» The exercise
Please rewrite the listing from its first line through the line containing "[(180, 183), (139, 174)]", substituting "canvas strap" for "leather strap" and changing nothing else.

___ Data to use ___

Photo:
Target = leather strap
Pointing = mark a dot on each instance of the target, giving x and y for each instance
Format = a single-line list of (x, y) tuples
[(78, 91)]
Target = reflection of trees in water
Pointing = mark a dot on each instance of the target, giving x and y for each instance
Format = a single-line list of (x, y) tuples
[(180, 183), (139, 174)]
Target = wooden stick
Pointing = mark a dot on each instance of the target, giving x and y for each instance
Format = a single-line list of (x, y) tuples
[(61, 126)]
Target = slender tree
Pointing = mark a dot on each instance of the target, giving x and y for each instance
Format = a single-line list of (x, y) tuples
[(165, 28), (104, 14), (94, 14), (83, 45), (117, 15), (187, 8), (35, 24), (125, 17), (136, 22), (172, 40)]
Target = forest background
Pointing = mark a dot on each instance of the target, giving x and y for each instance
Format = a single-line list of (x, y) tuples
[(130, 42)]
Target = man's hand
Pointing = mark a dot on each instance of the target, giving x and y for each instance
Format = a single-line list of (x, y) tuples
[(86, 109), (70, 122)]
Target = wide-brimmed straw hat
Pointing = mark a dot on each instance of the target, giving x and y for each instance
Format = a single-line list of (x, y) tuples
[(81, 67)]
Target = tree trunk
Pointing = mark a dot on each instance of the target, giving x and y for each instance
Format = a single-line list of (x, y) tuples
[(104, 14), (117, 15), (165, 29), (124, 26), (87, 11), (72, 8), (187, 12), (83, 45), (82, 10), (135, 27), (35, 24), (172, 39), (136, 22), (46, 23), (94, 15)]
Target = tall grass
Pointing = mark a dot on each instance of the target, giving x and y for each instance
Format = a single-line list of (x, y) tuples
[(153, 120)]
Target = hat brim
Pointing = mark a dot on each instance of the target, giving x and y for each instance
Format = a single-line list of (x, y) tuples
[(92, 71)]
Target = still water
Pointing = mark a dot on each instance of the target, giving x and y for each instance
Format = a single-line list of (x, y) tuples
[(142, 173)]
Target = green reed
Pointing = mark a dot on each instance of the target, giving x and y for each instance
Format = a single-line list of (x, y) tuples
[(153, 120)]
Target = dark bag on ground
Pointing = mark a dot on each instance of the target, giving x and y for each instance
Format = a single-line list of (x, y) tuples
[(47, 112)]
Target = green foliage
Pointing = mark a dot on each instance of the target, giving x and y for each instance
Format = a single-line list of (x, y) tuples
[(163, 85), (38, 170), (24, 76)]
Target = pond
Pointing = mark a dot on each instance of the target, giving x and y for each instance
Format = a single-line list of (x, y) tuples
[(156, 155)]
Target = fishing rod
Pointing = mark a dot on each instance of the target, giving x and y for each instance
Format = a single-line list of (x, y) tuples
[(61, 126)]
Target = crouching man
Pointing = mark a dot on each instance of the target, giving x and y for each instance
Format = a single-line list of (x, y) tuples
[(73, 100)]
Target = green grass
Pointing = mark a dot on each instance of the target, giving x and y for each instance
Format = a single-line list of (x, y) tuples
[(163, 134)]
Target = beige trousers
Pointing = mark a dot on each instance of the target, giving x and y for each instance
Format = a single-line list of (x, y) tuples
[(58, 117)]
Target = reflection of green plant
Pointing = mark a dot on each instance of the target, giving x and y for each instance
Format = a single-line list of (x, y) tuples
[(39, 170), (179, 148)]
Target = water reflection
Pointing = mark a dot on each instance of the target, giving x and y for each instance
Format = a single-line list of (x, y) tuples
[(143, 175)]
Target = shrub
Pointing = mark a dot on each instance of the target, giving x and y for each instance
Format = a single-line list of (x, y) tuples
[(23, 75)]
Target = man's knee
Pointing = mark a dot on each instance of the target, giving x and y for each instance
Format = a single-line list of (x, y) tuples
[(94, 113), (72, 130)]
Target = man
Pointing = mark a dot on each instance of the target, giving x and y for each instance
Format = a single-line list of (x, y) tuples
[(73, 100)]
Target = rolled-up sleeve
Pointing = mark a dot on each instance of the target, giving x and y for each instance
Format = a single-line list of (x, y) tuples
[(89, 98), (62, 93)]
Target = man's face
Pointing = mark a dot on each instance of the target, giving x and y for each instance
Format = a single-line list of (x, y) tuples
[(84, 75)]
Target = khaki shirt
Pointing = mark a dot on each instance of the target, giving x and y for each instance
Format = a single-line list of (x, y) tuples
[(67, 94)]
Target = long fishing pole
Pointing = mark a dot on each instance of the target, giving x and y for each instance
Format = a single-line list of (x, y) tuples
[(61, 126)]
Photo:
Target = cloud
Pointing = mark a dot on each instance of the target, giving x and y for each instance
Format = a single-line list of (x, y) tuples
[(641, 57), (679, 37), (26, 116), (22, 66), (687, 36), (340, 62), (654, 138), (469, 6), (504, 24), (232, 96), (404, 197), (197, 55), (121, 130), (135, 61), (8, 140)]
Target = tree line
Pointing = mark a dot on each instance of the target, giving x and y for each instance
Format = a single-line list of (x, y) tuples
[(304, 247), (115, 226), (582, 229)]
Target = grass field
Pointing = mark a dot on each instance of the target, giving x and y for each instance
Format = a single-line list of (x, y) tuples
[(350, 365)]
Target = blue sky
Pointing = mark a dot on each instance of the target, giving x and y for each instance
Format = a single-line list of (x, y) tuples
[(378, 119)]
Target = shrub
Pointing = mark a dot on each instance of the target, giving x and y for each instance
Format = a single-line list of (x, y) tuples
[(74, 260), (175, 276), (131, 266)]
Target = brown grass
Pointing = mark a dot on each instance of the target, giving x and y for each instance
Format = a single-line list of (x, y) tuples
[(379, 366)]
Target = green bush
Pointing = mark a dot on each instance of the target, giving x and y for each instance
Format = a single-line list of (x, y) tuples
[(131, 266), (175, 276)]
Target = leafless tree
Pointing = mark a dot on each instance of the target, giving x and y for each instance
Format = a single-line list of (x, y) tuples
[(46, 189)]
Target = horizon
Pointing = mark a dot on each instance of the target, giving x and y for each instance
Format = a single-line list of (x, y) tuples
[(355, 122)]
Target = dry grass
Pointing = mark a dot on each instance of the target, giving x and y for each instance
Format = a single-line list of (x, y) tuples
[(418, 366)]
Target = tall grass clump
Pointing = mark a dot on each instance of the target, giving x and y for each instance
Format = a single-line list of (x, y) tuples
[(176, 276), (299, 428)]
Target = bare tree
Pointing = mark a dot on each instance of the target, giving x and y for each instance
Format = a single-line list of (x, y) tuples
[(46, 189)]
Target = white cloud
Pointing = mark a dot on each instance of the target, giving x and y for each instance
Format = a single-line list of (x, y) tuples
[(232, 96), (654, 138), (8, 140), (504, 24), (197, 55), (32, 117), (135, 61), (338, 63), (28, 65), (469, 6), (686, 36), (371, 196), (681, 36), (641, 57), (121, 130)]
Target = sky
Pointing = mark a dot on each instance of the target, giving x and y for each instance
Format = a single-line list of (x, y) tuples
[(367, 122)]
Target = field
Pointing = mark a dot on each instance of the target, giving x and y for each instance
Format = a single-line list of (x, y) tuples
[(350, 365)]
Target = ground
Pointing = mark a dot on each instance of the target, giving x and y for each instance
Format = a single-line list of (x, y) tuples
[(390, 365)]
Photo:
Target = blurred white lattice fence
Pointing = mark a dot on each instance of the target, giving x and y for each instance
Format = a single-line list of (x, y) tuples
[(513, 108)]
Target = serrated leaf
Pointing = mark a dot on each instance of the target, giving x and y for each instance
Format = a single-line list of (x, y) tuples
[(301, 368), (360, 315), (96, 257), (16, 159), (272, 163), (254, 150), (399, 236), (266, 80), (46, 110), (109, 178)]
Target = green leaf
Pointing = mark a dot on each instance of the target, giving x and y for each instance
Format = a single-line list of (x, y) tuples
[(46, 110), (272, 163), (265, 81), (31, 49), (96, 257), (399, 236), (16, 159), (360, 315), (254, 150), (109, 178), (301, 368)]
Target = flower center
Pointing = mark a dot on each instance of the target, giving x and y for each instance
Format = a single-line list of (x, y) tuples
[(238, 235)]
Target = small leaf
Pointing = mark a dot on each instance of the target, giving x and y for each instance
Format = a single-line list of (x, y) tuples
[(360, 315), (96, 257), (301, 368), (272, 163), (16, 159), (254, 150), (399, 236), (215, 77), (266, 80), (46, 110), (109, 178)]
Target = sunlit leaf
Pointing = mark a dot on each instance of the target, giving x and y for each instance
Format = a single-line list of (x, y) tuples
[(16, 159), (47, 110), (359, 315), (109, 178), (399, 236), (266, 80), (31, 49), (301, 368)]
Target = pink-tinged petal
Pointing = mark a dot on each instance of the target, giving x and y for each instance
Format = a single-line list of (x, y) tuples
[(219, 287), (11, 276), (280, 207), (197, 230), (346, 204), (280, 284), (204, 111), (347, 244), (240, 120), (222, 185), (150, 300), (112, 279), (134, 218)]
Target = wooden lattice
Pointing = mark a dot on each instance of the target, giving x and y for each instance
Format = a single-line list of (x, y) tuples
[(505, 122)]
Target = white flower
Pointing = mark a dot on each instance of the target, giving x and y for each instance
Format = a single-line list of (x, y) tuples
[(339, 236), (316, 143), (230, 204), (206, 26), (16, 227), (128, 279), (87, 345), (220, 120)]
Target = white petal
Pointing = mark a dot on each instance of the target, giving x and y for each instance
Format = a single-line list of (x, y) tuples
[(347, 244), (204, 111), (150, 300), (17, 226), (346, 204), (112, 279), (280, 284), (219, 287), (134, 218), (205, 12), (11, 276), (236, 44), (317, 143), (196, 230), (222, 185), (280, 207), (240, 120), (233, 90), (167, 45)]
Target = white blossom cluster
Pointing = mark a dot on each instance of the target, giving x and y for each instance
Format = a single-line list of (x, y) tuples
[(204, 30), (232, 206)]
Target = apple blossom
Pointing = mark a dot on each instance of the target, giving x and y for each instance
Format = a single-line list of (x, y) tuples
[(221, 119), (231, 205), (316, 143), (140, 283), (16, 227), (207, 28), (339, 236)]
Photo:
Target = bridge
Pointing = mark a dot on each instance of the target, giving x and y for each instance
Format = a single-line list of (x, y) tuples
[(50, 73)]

___

» Output of the exercise
Photo:
Target = canvas strap
Pointing = mark a dot on each instance of the target, giving x and y for each instance
Format = a single-line list of (x, y) tuples
[(78, 91)]
Target = reflection of trees in water
Pointing = mark a dot on each instance of the target, giving x and y for each instance
Format = a single-line list of (x, y) tuples
[(180, 183), (139, 174)]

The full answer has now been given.